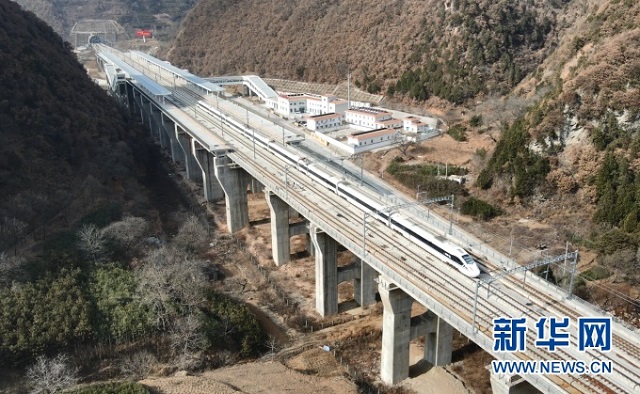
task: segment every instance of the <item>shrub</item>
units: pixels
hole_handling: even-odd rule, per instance
[[[482,115],[473,115],[469,120],[469,125],[471,127],[480,127],[482,126]]]
[[[467,134],[466,134],[467,128],[464,127],[461,124],[457,124],[457,125],[453,125],[449,128],[449,131],[447,131],[447,134],[449,134],[451,136],[451,138],[453,138],[456,141],[466,141],[467,140]]]
[[[146,387],[136,382],[101,383],[85,386],[69,394],[150,394]]]
[[[611,271],[601,265],[595,265],[581,274],[586,280],[600,280],[611,276]]]
[[[460,212],[481,220],[489,220],[502,215],[502,210],[500,208],[494,207],[493,205],[475,197],[470,197],[463,202]]]

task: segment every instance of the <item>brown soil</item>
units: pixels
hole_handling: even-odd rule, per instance
[[[140,383],[163,394],[357,393],[355,385],[341,376],[311,376],[277,362],[235,365],[198,376],[150,378]]]

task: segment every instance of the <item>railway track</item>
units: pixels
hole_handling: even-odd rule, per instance
[[[164,81],[167,86],[174,87],[174,96],[187,108],[192,107],[194,117],[208,128],[215,130],[219,128],[219,121],[216,119],[208,118],[206,114],[199,114],[196,108],[197,101],[205,100],[205,97],[191,91],[184,86],[172,85],[173,80],[168,79],[160,73],[156,80]],[[221,100],[223,101],[223,100]],[[227,108],[225,103],[223,106],[225,112],[232,112]],[[221,108],[222,109],[222,108]],[[190,111],[187,110],[187,113]],[[189,113],[190,114],[190,113]],[[238,114],[235,115],[238,117]],[[256,126],[256,131],[260,132],[260,128]],[[235,130],[233,125],[227,124],[225,131],[229,136],[232,136],[237,145],[234,155],[238,156],[240,161],[245,163],[251,163],[253,159],[252,149],[253,143],[250,142],[241,132]],[[215,133],[215,131],[214,131]],[[218,134],[219,136],[219,134]],[[260,160],[261,166],[264,170],[262,175],[265,179],[268,179],[269,183],[277,185],[281,189],[287,189],[287,185],[284,184],[283,168],[285,162],[277,159],[272,153],[259,149],[256,152],[256,158]],[[308,211],[315,210],[318,205],[317,199],[313,198],[313,195],[323,196],[322,209],[318,207],[317,212],[323,212],[323,221],[334,228],[340,228],[343,230],[344,235],[349,238],[355,245],[361,240],[362,233],[355,230],[354,224],[357,228],[363,228],[363,214],[359,208],[354,206],[348,206],[349,204],[340,196],[328,192],[328,190],[315,182],[309,182],[309,179],[297,170],[289,172],[289,179],[293,182],[299,182],[304,184],[304,189],[288,188],[288,193],[295,197],[300,203],[307,207]],[[303,212],[301,212],[303,213]],[[471,323],[472,303],[475,283],[459,274],[455,269],[451,268],[447,264],[439,261],[436,256],[427,256],[428,253],[425,250],[416,250],[415,248],[405,248],[406,238],[402,235],[389,231],[386,226],[383,226],[380,222],[372,221],[367,223],[367,252],[373,254],[380,261],[386,262],[389,266],[396,268],[397,272],[403,273],[403,276],[407,281],[411,282],[416,287],[422,289],[426,293],[430,294],[440,304],[447,306],[453,313],[457,314],[460,318]],[[356,251],[354,251],[356,252]],[[490,261],[483,261],[485,266],[493,271],[498,271],[500,267]],[[435,290],[439,291],[435,291]],[[442,289],[447,289],[447,292],[443,292]],[[492,300],[489,297],[484,297],[478,302],[476,322],[481,327],[480,331],[484,335],[491,337],[491,328],[493,327],[493,318],[500,316],[514,316],[516,312],[524,313],[525,316],[530,317],[529,322],[535,321],[537,317],[540,317],[537,313],[538,310],[545,312],[544,316],[567,316],[573,321],[579,317],[579,314],[570,307],[563,305],[561,300],[554,298],[544,292],[536,292],[534,294],[524,292],[521,289],[520,283],[516,278],[507,277],[502,282],[501,286],[493,287],[494,296],[500,298],[500,307],[493,305]],[[529,300],[531,303],[529,308],[523,311],[522,300]],[[530,324],[531,325],[531,324]],[[564,349],[559,349],[555,353],[546,352],[543,349],[536,348],[534,345],[535,337],[533,335],[533,327],[529,327],[527,335],[528,344],[528,356],[530,359],[549,360],[558,359],[558,355],[562,355],[562,359],[575,359],[576,354],[570,353]],[[576,335],[570,336],[571,344],[575,345],[577,341]],[[615,354],[615,365],[617,369],[616,373],[628,382],[639,382],[640,375],[638,369],[633,364],[633,359],[640,358],[640,349],[637,345],[634,345],[627,339],[614,334],[614,346],[616,350],[620,349],[624,351],[624,355],[620,352]],[[607,354],[603,354],[598,351],[587,351],[583,357],[604,358]],[[554,381],[558,386],[563,389],[572,392],[593,392],[593,393],[614,393],[624,392],[624,389],[611,379],[603,376],[598,376],[595,379],[588,375],[563,375],[552,376],[550,380]]]

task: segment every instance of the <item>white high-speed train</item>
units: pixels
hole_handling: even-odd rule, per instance
[[[317,163],[309,162],[306,158],[290,152],[274,140],[247,128],[241,122],[236,121],[205,102],[199,101],[198,106],[218,119],[222,119],[227,126],[231,126],[240,131],[248,139],[253,141],[255,138],[256,144],[265,147],[273,154],[286,160],[289,164],[297,165],[298,169],[310,178],[323,184],[337,195],[346,198],[349,202],[364,211],[371,212],[373,217],[376,217],[403,236],[416,241],[429,253],[453,265],[462,274],[472,278],[480,275],[477,263],[463,248],[452,244],[444,237],[435,236],[429,231],[424,230],[413,222],[411,218],[402,213],[385,212],[384,205],[368,197],[357,188],[354,188],[342,177],[334,175],[326,169],[319,168]]]

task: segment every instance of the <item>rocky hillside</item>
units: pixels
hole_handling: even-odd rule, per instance
[[[113,19],[129,33],[150,28],[160,36],[172,36],[173,28],[191,8],[193,0],[15,0],[32,11],[68,40],[73,25],[82,19]],[[156,34],[156,36],[158,35]]]
[[[128,129],[63,40],[0,0],[0,252],[139,188],[132,147],[142,141]]]
[[[391,102],[448,102],[458,130],[496,141],[470,163],[473,193],[632,275],[639,52],[634,0],[217,0],[193,8],[167,57],[205,76],[316,82],[344,80],[348,65]]]
[[[505,93],[535,69],[557,43],[565,2],[202,1],[169,58],[205,75],[316,82],[344,79],[349,64],[369,92],[460,103]]]

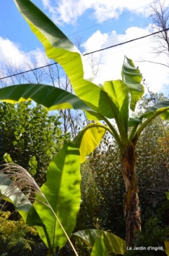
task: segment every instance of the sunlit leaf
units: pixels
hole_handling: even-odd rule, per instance
[[[90,247],[94,246],[98,237],[103,236],[108,253],[124,255],[126,251],[125,242],[120,237],[106,231],[96,229],[86,229],[76,232],[72,234],[72,235],[82,238]]]
[[[65,144],[49,164],[47,182],[41,187],[68,236],[75,225],[81,202],[80,160],[79,149],[71,143]],[[52,251],[55,251],[57,246],[60,248],[65,244],[67,238],[51,210],[44,203],[46,201],[37,195],[34,208],[46,227]],[[37,230],[47,246],[42,229],[37,227]]]

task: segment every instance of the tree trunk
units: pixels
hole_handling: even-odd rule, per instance
[[[126,147],[122,155],[122,172],[125,187],[125,193],[124,194],[124,214],[126,217],[126,246],[128,247],[135,246],[136,239],[135,232],[141,231],[136,173],[136,153],[134,143]]]

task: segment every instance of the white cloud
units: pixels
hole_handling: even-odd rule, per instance
[[[25,54],[20,50],[18,44],[14,43],[8,39],[0,37],[0,61],[14,62],[17,66],[24,62]],[[11,56],[13,56],[11,58]]]
[[[47,8],[55,22],[59,24],[74,25],[87,10],[92,10],[90,18],[102,22],[117,18],[124,9],[136,10],[144,15],[150,14],[148,5],[151,0],[42,0],[45,8]],[[142,7],[142,8],[140,8]]]
[[[110,33],[102,34],[98,31],[83,46],[86,49],[86,52],[91,52],[149,33],[149,27],[144,29],[136,27],[127,29],[124,35],[117,35],[114,31]],[[102,57],[98,83],[103,84],[106,80],[121,78],[121,69],[125,55],[133,60],[136,67],[139,67],[150,88],[154,91],[161,90],[162,86],[166,84],[168,81],[168,68],[148,62],[138,62],[148,60],[164,63],[164,56],[159,56],[155,58],[154,55],[151,54],[152,46],[158,46],[157,43],[152,42],[150,37],[148,37],[101,52]],[[95,59],[98,57],[99,59],[99,52],[93,54]]]
[[[24,52],[20,45],[0,37],[0,76],[5,77],[47,64],[44,52],[37,49]],[[31,76],[31,74],[30,74]],[[6,84],[12,83],[9,78]],[[26,82],[26,81],[25,81]]]

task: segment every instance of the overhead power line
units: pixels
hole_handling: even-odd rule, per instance
[[[75,32],[75,33],[72,33],[72,34],[68,35],[68,37],[70,37],[70,36],[73,35],[75,35],[75,34],[78,34],[79,33],[83,32],[83,31],[85,31],[85,30],[90,29],[90,28],[92,28],[92,27],[98,26],[98,25],[101,25],[101,24],[105,24],[105,23],[106,23],[106,22],[110,22],[110,20],[114,20],[114,19],[120,18],[120,17],[122,17],[122,16],[125,16],[125,15],[127,15],[127,14],[129,14],[129,13],[133,12],[135,12],[135,10],[141,9],[142,8],[145,7],[146,7],[146,6],[148,6],[148,5],[151,5],[151,4],[153,3],[153,2],[150,3],[148,4],[148,5],[144,5],[144,6],[142,6],[142,7],[141,7],[137,8],[136,8],[136,9],[135,9],[135,10],[131,10],[131,11],[129,11],[129,12],[125,12],[125,13],[124,13],[124,14],[121,14],[121,15],[117,16],[116,17],[112,18],[109,19],[109,20],[105,20],[105,22],[100,22],[100,23],[99,23],[99,24],[98,24],[92,25],[92,26],[90,26],[90,27],[86,27],[85,29],[82,29],[82,30],[80,30],[79,31]],[[42,47],[42,46],[40,46],[38,47],[38,48],[41,48],[41,47]],[[33,50],[36,50],[36,48],[32,48],[32,49],[29,50],[27,50],[27,51],[26,51],[26,52],[31,52],[31,51],[32,51]],[[10,59],[11,57],[14,57],[18,56],[18,55],[20,55],[20,54],[17,54],[17,55],[14,56],[12,56],[12,57],[8,57],[8,58],[7,58],[7,59],[5,59],[0,60],[0,61],[5,61],[6,59]]]
[[[106,48],[102,48],[102,49],[96,50],[96,51],[90,52],[88,52],[88,53],[86,53],[86,54],[83,54],[83,56],[85,56],[89,55],[89,54],[94,54],[94,53],[96,53],[96,52],[103,51],[103,50],[105,50],[110,49],[110,48],[111,48],[116,47],[116,46],[120,46],[120,45],[128,44],[129,42],[133,42],[133,41],[136,41],[136,40],[142,39],[144,39],[144,38],[146,38],[146,37],[151,37],[151,35],[158,34],[159,33],[164,32],[164,31],[168,31],[168,30],[169,30],[169,28],[166,29],[163,29],[163,30],[160,30],[159,31],[154,32],[154,33],[152,33],[151,34],[149,34],[149,35],[145,35],[145,36],[144,36],[144,37],[137,37],[136,39],[132,39],[132,40],[129,40],[126,41],[126,42],[121,42],[121,43],[118,44],[114,44],[114,45],[112,45],[112,46],[110,46],[106,47]],[[19,75],[19,74],[27,73],[27,72],[28,72],[33,71],[35,71],[35,70],[37,70],[37,69],[43,69],[43,68],[46,67],[52,66],[53,65],[55,65],[55,64],[58,64],[58,63],[57,63],[57,62],[55,62],[54,63],[48,64],[48,65],[45,65],[45,66],[36,67],[36,68],[35,68],[35,69],[29,69],[29,70],[28,70],[28,71],[20,72],[16,73],[16,74],[11,74],[11,75],[10,75],[10,76],[5,76],[5,77],[3,77],[3,78],[1,78],[0,80],[5,79],[5,78],[8,78],[12,77],[12,76],[18,76],[18,75]]]

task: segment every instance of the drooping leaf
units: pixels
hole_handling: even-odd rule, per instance
[[[96,238],[90,256],[108,256],[103,236]]]
[[[104,125],[98,121],[97,123],[89,124],[79,133],[73,143],[79,148],[81,163],[99,144],[105,131]]]
[[[10,103],[32,100],[48,110],[74,108],[92,110],[76,95],[45,84],[20,84],[0,89],[0,101]]]
[[[68,236],[75,225],[81,202],[80,160],[79,149],[71,143],[65,144],[49,164],[47,182],[41,187]],[[51,210],[44,203],[46,200],[37,196],[34,208],[46,225],[54,252],[57,246],[60,248],[65,244],[67,238]],[[42,229],[37,227],[37,230],[47,246]]]
[[[144,93],[144,88],[141,84],[142,74],[138,69],[135,67],[133,61],[125,56],[127,63],[124,61],[122,71],[122,77],[131,94],[130,108],[135,111],[136,103]]]
[[[92,82],[96,75],[75,46],[29,0],[14,0],[32,32],[43,44],[50,59],[64,69],[76,95],[94,110],[111,118],[105,93]]]
[[[72,235],[82,238],[90,247],[94,246],[98,237],[103,236],[107,253],[121,253],[123,255],[126,251],[125,242],[120,237],[106,231],[96,229],[86,229],[76,232],[72,234]]]

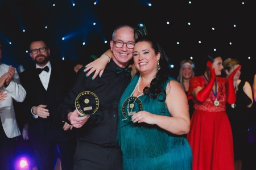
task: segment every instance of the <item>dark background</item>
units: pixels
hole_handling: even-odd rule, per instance
[[[100,0],[94,5],[91,0],[0,0],[3,62],[26,69],[32,63],[26,53],[31,41],[43,37],[51,48],[52,60],[85,64],[92,60],[91,55],[98,56],[109,48],[117,26],[142,23],[170,57],[174,78],[180,61],[191,56],[196,75],[202,74],[206,55],[216,48],[224,60],[238,59],[242,65],[242,77],[251,83],[256,73],[254,1]]]
[[[99,0],[96,5],[94,2],[0,0],[2,62],[16,67],[21,65],[25,69],[33,65],[26,50],[33,39],[43,37],[51,49],[51,60],[71,67],[74,62],[86,64],[93,60],[91,55],[98,56],[109,48],[117,26],[143,23],[170,58],[174,78],[177,78],[180,61],[191,56],[196,75],[203,74],[207,54],[216,48],[224,60],[240,60],[241,78],[252,84],[256,74],[255,0],[148,1],[152,6],[144,0]],[[250,113],[244,113],[249,125],[244,169],[255,166],[255,108],[254,103]]]

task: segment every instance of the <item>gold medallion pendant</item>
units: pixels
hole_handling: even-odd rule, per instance
[[[220,101],[218,100],[215,100],[214,103],[214,106],[218,106],[220,105]]]

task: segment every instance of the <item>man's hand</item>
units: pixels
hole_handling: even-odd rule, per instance
[[[82,127],[90,117],[90,116],[79,117],[79,115],[77,110],[75,110],[73,112],[70,112],[68,115],[68,118],[71,124],[76,128]]]
[[[40,104],[33,108],[33,113],[42,118],[47,118],[49,116],[49,110],[46,109],[46,105]]]
[[[5,82],[7,78],[7,73],[3,74],[3,75],[0,77],[0,88],[2,88],[5,86]]]
[[[4,94],[5,91],[0,92],[0,101],[5,100],[5,97],[6,97],[7,94]]]
[[[62,121],[63,122],[64,122],[64,121]],[[69,125],[67,122],[65,122],[64,125],[63,126],[63,130],[65,131],[67,131],[69,129],[72,130],[73,126]]]
[[[9,66],[9,69],[8,70],[7,78],[5,80],[5,84],[8,86],[10,84],[14,76],[14,74],[15,73],[15,69],[11,65]]]

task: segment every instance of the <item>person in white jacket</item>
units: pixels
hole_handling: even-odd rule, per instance
[[[26,92],[20,84],[15,69],[1,63],[0,44],[0,169],[14,169],[16,138],[20,135],[16,121],[13,99],[22,102]]]

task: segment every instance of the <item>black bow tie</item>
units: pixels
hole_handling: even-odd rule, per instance
[[[46,71],[46,72],[48,72],[48,71],[49,71],[49,67],[47,66],[46,66],[44,67],[43,67],[43,69],[41,69],[41,68],[36,69],[36,71],[38,71],[38,74],[41,73],[42,71],[43,71],[43,70]]]
[[[126,69],[117,67],[117,74],[120,74],[121,73],[124,73],[126,76],[130,76],[131,74],[131,67]]]

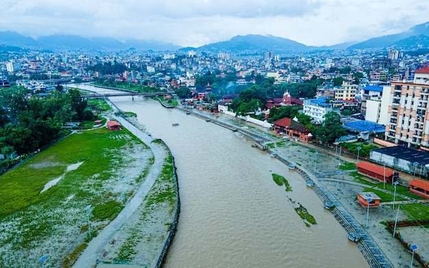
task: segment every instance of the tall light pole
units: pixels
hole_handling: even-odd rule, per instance
[[[368,219],[369,219],[369,202],[371,202],[372,199],[371,197],[368,197],[367,199],[367,228],[368,228]]]
[[[42,256],[39,260],[39,263],[42,263],[42,268],[45,267],[45,261],[46,260],[47,258],[48,258],[47,255]]]
[[[397,182],[393,182],[393,186],[395,187],[395,191],[393,192],[393,209],[395,209],[395,197],[396,197],[396,186],[399,184]]]
[[[338,195],[338,182],[340,180],[340,174],[341,173],[341,171],[339,170],[336,171],[336,173],[338,174],[338,177],[336,177],[336,188],[335,189],[335,194]]]
[[[317,161],[317,154],[319,154],[318,152],[315,152],[315,175],[316,175],[316,162]]]
[[[89,238],[91,238],[91,223],[89,221],[89,215],[91,213],[90,211],[91,205],[86,206],[85,208],[85,210],[86,210],[86,215],[88,215],[88,234],[89,234]]]
[[[401,205],[397,205],[397,212],[396,212],[396,219],[395,220],[395,228],[393,228],[393,238],[395,237],[395,233],[396,232],[396,223],[397,223],[397,215],[400,214],[400,207]]]
[[[413,268],[413,262],[414,261],[414,252],[419,249],[419,247],[416,244],[413,244],[410,247],[411,249],[413,249],[413,256],[411,256],[411,265],[410,265],[410,268]]]
[[[125,176],[122,176],[121,177],[121,186],[122,188],[122,202],[123,203],[125,201],[125,189],[123,188],[123,179],[125,178]]]
[[[413,175],[413,180],[415,178],[415,169],[417,167],[417,165],[419,165],[418,162],[414,162],[414,175]]]
[[[386,188],[386,164],[383,163],[383,189]]]
[[[340,146],[340,155],[338,157],[338,168],[340,168],[340,166],[341,165],[341,147]]]

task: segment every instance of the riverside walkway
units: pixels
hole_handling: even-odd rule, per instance
[[[233,125],[228,124],[224,122],[221,122],[217,119],[213,119],[212,117],[208,115],[204,115],[198,112],[190,111],[189,109],[186,109],[180,107],[175,107],[177,110],[181,112],[186,112],[190,115],[193,115],[206,121],[210,120],[210,122],[217,123],[219,125],[230,128]],[[243,135],[258,141],[262,141],[264,143],[273,143],[279,142],[280,139],[273,138],[268,134],[262,134],[261,131],[256,130],[254,132],[249,132],[244,130],[237,127],[237,131],[239,131]],[[234,130],[235,131],[235,130]],[[269,154],[273,153],[275,157],[280,162],[284,163],[286,165],[290,164],[295,165],[293,161],[290,159],[279,154],[277,151],[271,151],[271,149],[267,150]],[[359,233],[363,239],[357,243],[357,246],[360,250],[364,258],[367,260],[367,262],[371,268],[391,268],[393,267],[392,264],[389,261],[387,257],[384,252],[380,249],[377,243],[372,239],[370,235],[360,226],[357,221],[341,206],[341,203],[336,200],[334,196],[333,196],[323,186],[322,186],[319,182],[316,179],[314,175],[310,172],[306,171],[303,167],[296,167],[295,171],[299,173],[302,178],[305,180],[312,180],[315,182],[315,184],[312,186],[312,188],[315,193],[319,197],[322,202],[331,202],[334,205],[334,208],[332,210],[332,215],[338,221],[340,225],[344,228],[344,230],[348,232],[355,232]],[[336,174],[336,173],[334,174]],[[324,175],[329,175],[332,174],[323,174]]]
[[[269,152],[275,153],[275,158],[287,165],[290,164],[296,164],[293,162],[293,161],[277,152],[271,151],[271,150]],[[348,211],[347,211],[343,206],[341,206],[341,203],[336,199],[336,198],[335,198],[335,197],[332,195],[330,192],[329,192],[323,185],[320,184],[314,175],[303,167],[296,167],[295,170],[302,176],[302,178],[304,180],[312,180],[315,182],[314,185],[311,188],[323,204],[326,202],[330,202],[334,204],[334,208],[332,210],[332,215],[347,233],[354,232],[360,234],[363,239],[357,243],[357,245],[364,258],[367,260],[370,267],[390,268],[393,267],[392,264],[389,261],[387,257],[380,249],[377,243],[373,241],[371,236],[369,235],[362,227],[360,227],[360,225],[348,212]],[[332,180],[336,181],[336,180]],[[342,182],[343,182],[343,180]],[[349,182],[347,181],[347,182]]]

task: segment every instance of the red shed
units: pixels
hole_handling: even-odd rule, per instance
[[[110,130],[121,130],[121,124],[115,121],[108,121],[106,124],[108,129]]]
[[[359,162],[358,164],[356,164],[356,167],[358,172],[360,174],[366,175],[380,182],[383,182],[385,177],[387,183],[395,181],[398,175],[397,172],[391,169],[367,162]]]
[[[371,202],[368,203],[368,199],[371,199]],[[365,208],[378,208],[380,206],[380,201],[381,198],[373,192],[362,192],[358,193],[358,202]]]
[[[429,199],[429,182],[415,179],[408,182],[410,193]]]

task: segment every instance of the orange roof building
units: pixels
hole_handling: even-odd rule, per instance
[[[410,193],[429,199],[429,182],[415,179],[408,182]]]
[[[106,125],[109,130],[121,130],[121,124],[115,121],[108,121]]]
[[[380,182],[391,183],[396,180],[398,173],[393,171],[367,162],[359,162],[356,164],[358,172]]]

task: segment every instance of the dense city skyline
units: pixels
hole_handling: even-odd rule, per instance
[[[249,7],[251,7],[250,8]],[[429,3],[411,0],[224,0],[140,2],[18,0],[4,3],[0,31],[164,41],[199,47],[262,34],[306,45],[363,41],[426,22]]]

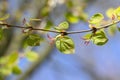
--------
• Task prompt: Starting at the line that contains "task: segment every instance of the dense" and ending at the end of the data, output every line as a Markdown table with the columns Row and Line, omitting blank lines and the pictures.

• Output of the task:
| Row | Line |
|---|---|
| 1 | task: segment every instance of the dense city skyline |
| 2 | units: pixels |
| 3 | hole_handling: even-odd rule, per instance |
| 4 | [[[249,7],[251,7],[250,8]],[[429,3],[411,0],[224,0],[140,2],[18,0],[4,3],[0,31],[164,41],[199,47],[262,34],[306,45],[363,41],[426,22]]] |